## Exercise instructions
Search the material below for the word "flower" and copy every line in which it occurs.

## Recorded information
________
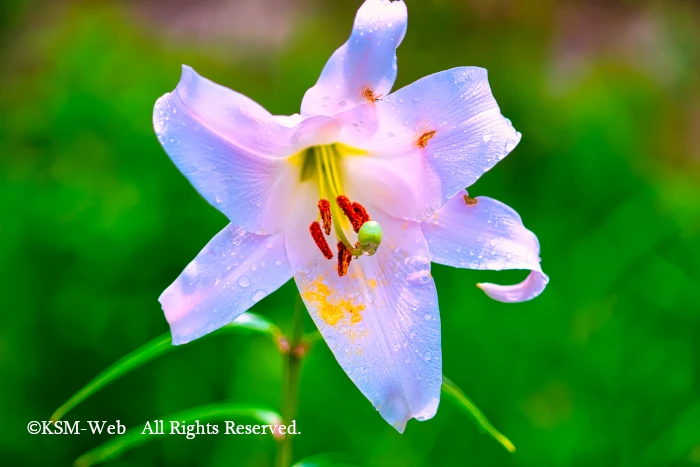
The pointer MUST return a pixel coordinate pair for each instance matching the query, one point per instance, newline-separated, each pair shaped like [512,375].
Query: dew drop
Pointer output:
[258,295]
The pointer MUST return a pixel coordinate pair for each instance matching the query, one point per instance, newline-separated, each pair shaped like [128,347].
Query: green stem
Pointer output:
[290,383]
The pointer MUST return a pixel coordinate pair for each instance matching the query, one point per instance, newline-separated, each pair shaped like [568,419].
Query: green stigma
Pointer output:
[370,237]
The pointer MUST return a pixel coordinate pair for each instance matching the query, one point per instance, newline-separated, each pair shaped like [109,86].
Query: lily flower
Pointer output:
[354,198]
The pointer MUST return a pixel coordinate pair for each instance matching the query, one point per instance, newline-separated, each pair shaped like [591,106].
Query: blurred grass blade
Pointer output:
[151,350]
[456,394]
[134,437]
[328,459]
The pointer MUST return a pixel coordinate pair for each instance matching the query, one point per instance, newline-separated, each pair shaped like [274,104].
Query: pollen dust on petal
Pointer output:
[332,308]
[424,138]
[367,94]
[470,201]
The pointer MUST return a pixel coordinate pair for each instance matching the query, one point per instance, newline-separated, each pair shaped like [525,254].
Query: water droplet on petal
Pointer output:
[258,295]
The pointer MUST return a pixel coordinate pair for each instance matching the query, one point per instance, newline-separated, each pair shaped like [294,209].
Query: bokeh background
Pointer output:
[603,369]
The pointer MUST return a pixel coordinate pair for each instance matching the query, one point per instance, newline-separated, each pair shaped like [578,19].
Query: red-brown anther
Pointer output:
[344,258]
[320,240]
[361,213]
[349,211]
[324,208]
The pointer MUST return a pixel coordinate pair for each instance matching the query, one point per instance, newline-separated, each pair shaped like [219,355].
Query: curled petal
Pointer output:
[482,233]
[233,272]
[380,320]
[364,68]
[430,139]
[231,149]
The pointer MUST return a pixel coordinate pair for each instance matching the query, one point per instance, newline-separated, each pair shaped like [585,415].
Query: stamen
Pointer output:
[344,258]
[470,201]
[321,243]
[349,211]
[424,138]
[325,208]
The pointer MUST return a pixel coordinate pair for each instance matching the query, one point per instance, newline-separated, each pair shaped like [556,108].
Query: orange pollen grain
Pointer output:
[324,208]
[424,138]
[344,258]
[321,243]
[470,201]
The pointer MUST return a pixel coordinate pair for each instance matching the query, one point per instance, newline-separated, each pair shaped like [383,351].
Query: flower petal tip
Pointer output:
[528,289]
________
## Answer box
Query: lily flower
Query: flower petal tip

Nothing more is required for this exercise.